┌─ Dataset records
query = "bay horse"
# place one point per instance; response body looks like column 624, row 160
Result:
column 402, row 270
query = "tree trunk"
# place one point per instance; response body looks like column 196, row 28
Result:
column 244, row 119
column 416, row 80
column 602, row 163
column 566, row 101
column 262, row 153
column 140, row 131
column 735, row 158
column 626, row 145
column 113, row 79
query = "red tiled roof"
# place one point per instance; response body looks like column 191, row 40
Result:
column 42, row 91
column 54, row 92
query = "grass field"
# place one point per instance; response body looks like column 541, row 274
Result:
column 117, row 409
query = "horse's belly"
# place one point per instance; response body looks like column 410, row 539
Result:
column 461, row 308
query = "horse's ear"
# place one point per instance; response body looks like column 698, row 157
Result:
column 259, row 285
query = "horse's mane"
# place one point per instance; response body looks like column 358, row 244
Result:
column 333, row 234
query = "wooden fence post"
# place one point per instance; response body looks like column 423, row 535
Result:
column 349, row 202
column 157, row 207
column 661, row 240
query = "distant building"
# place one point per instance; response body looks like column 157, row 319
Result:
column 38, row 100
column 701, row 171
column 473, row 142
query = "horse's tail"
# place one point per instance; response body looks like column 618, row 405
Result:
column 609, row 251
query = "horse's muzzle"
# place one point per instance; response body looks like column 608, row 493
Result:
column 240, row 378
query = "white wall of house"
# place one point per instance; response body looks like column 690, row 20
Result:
└─
┌─ Dataset records
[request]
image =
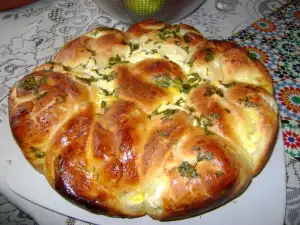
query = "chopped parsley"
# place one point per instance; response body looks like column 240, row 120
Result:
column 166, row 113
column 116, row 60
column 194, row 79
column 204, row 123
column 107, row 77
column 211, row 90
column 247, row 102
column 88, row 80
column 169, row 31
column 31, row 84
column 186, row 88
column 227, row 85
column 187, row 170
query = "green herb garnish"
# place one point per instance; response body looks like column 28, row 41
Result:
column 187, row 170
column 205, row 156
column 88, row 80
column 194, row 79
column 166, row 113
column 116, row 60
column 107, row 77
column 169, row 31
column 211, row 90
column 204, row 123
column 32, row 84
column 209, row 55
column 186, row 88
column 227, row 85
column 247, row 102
└─
Job: Pick out every line in the rows above that contains the string "horse", treating uppercase and lowercase as different, and copy each of those lines.

Finished exercise:
query = "bay horse"
query = "horse's belly"
query = "horse's ear"
query = "horse's mane"
query = "horse's tail"
query = "horse's muzzle"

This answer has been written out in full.